=== ACTIVITY A ===
Edit the article on Japanese margin traders, starting at "According to calculations" and ending at "to curl higher.", so that "Bloomberg" is replaced with "the data provider" throughout.
=== ACTIVITY B ===
Carry on the article on Japanese margin traders from its final sentence.

=== PASSAGE FOR REVIEW ===
:::::
Leveraged Japanese traders finally see smaller losses
Margin traders in Japan are finally starting to profit. Or at least, lose less.
According to calculations from Bloomberg, the profit / loss ratio on shares bought on margin on the Tokyo and Nagoya exchanges has started to become less negative for the first time in a very, very long time.
Per Bloomberg:
"Margin Transaction Outstanding includes not only stock certificates but also preferred securities, beneficiary certificates of stock investment trust or investment securities issued by investing corporations. This ticker is Profit or Loss ratio on the average bid price by shares bought on margin."
The ratio as calculated by Bloomberg has been below -10 for about 1.5 years, by far the longest stretch in the past 20 years.
It's not only been low for a long time, but it has also been very low, so the 6-month average dropped below -20 and only recently started to curl higher.
According to a paper published by the Pacific-Basin Finance Journal in 2009, this could be an important inflection point because retail traders have an outsized influence in this market.
:::::
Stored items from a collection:
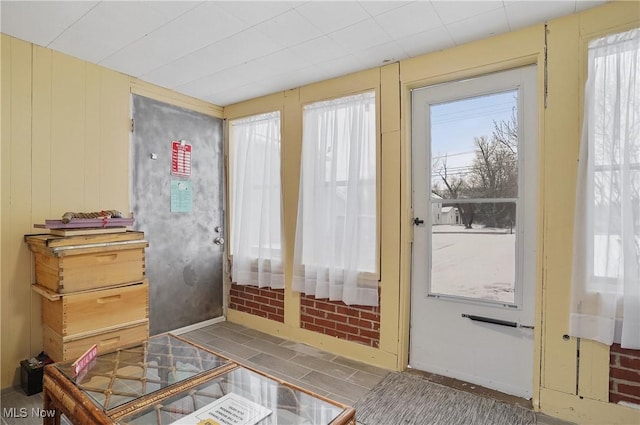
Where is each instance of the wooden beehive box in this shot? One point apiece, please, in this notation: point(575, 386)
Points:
point(96, 311)
point(83, 262)
point(61, 348)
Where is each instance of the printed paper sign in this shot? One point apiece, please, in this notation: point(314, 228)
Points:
point(230, 409)
point(181, 196)
point(180, 158)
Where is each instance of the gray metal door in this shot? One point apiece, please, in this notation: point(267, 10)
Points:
point(181, 215)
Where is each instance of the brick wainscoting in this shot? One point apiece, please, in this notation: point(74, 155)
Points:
point(354, 323)
point(263, 302)
point(624, 375)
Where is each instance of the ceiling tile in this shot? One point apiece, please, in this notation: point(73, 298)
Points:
point(455, 11)
point(377, 7)
point(232, 51)
point(279, 62)
point(319, 50)
point(586, 4)
point(381, 55)
point(478, 27)
point(325, 17)
point(110, 26)
point(206, 24)
point(410, 19)
point(525, 13)
point(424, 42)
point(255, 12)
point(289, 29)
point(188, 33)
point(40, 22)
point(342, 66)
point(362, 35)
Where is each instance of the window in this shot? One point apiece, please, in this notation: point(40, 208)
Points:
point(605, 297)
point(336, 236)
point(256, 201)
point(475, 195)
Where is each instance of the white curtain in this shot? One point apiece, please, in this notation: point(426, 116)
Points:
point(336, 239)
point(605, 298)
point(256, 201)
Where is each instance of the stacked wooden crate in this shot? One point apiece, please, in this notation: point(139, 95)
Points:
point(93, 291)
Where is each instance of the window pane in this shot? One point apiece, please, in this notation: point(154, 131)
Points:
point(477, 262)
point(338, 192)
point(474, 147)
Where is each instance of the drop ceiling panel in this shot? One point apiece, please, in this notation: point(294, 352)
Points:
point(93, 37)
point(40, 22)
point(324, 17)
point(289, 29)
point(361, 36)
point(224, 54)
point(319, 50)
point(456, 11)
point(375, 8)
point(379, 55)
point(480, 26)
point(255, 12)
point(228, 51)
point(527, 13)
point(427, 41)
point(409, 19)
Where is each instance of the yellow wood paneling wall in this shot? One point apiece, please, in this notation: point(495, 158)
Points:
point(385, 82)
point(558, 389)
point(65, 147)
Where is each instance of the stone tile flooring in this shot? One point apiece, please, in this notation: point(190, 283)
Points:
point(338, 378)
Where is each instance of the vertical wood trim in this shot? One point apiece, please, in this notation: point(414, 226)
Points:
point(16, 205)
point(390, 242)
point(561, 138)
point(390, 97)
point(291, 146)
point(6, 93)
point(593, 380)
point(92, 129)
point(41, 157)
point(114, 142)
point(68, 170)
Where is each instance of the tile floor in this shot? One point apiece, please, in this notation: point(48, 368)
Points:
point(335, 377)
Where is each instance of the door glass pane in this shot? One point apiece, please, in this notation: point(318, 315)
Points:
point(474, 147)
point(478, 262)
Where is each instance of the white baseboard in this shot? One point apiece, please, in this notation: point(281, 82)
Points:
point(198, 325)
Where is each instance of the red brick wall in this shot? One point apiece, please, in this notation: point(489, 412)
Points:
point(263, 302)
point(354, 323)
point(624, 375)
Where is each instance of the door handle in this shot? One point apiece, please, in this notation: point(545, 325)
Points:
point(490, 320)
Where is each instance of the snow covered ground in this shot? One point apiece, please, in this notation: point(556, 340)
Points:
point(477, 263)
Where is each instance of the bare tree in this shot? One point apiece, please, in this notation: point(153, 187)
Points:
point(494, 173)
point(454, 188)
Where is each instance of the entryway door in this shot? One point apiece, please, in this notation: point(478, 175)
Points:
point(177, 200)
point(473, 271)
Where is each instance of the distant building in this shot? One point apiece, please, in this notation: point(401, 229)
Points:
point(444, 215)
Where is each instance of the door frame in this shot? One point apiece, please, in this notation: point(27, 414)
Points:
point(416, 75)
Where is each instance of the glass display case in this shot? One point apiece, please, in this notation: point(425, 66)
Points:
point(169, 380)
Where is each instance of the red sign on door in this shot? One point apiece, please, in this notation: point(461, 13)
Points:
point(180, 158)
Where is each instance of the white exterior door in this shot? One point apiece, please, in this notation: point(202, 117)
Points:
point(473, 280)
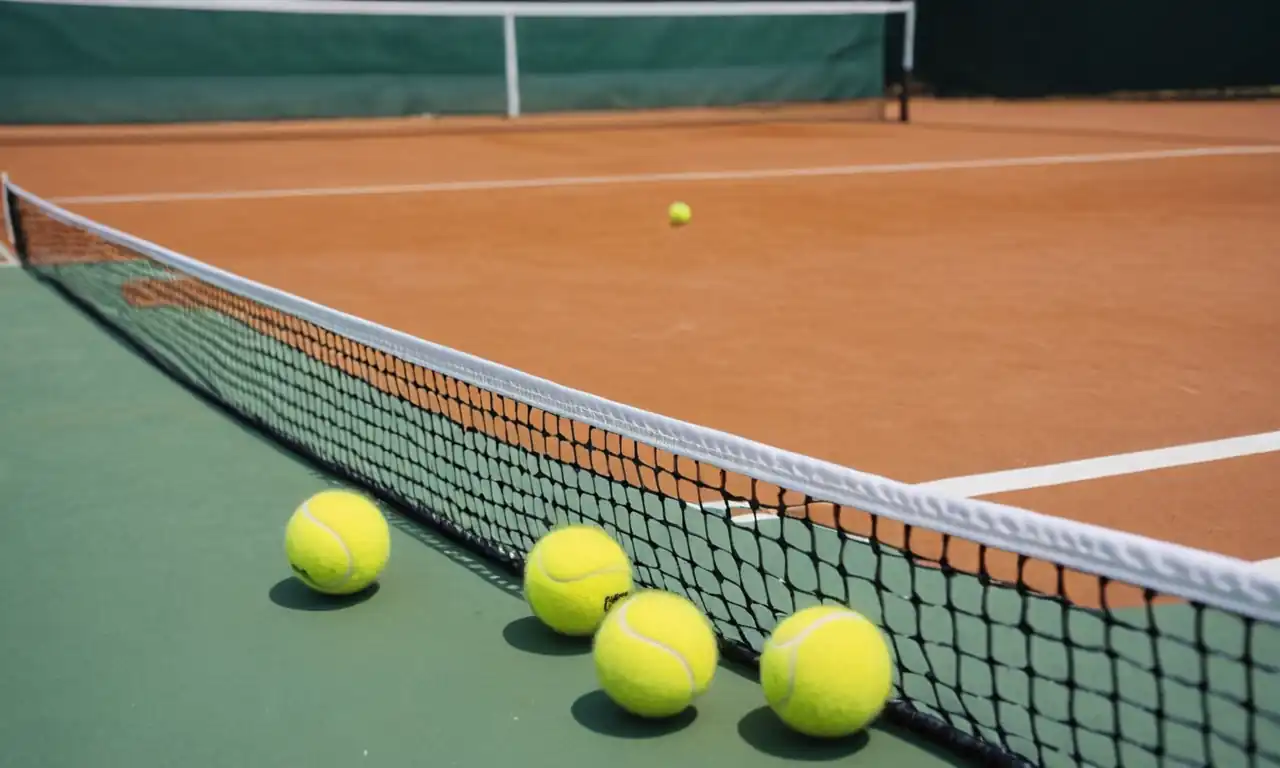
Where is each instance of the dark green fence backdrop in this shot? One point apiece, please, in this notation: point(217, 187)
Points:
:::::
=== EXERCISE RESPONSE A ===
According to calculations from the data provider, the profit / loss ratio on shares bought on margin on the Tokyo and Nagoya exchanges has started to become less negative for the first time in a very, very long time.
Per the data provider:
"Margin Transaction Outstanding includes not only stock certificates but also preferred securities, beneficiary certificates of stock investment trust or investment securities issued by investing corporations. This ticker is Profit or Loss ratio on the average bid price by shares bought on margin."
The ratio as calculated by the data provider has been below -10 for about 1.5 years, by far the longest stretch in the past 20 years.
It's not only been low for a long time, but it has also been very low, so the 6-month average dropped below -20 and only recently started to curl higher.

=== EXERCISE RESPONSE B ===
"A growing body of literature suggests that investor sentiment affects stock prices both at the firm level and at the market level. This study
examines the relationship between investor behavior and stock returns focusing on Japanese margin transactions using weekly data
from 1994 to 2003. Margin trading is dominated by individual investors in Japan. In analysis at the firm level, we find a significant
cross-sectional relationship between margin buying and stock returns. Both market-level and firm-level analyses show that margin
buying traders follow herding behavior. They seem to follow positive feedback trading behavior for small-firm stocks and negative feedback
trading behavior for large firm stocks. Our results show that information about margin buying helps predict future stock returns, especially for small-firm stocks at short horizons. The predictive power does not diminish even after controlling for firm size and liquidity."
Perhaps that's now outdated because the Bank of Japan owns a large portion of the market, which became even more exaggerated after the pandemic hit. Their buying of ETFs and individual shares has been extremely aggressive, and the central bank is the top shareholder of many leading companies.
However, households still have substantial holdings of equities.
As these investors regain confidence, with apparently easing losses on margin purchases, we should see the shares rise. The only other times these investors had been burned this badly, for this long, Japanese shares embarked on multi-year rallies. Perhaps it won't be as effective as the BoJ crowds out mom-and-pop, but the latter still exerts an influence.
If we switch to the Nikkei 225, the list of stocks hitting fresh 52-week highs has been moribund for 6 months. It's been 166 days since more than 5% of stocks in that index managed to hit a new high.
It's going to take some doing to push many of them above their prior highs because the drop in March was so devastating. Breadth was bad enough to plunge the McClellan Summation Index for that index to a record low. Other times it dropped to an extreme, the Nikkei didn't exceed its lows for years.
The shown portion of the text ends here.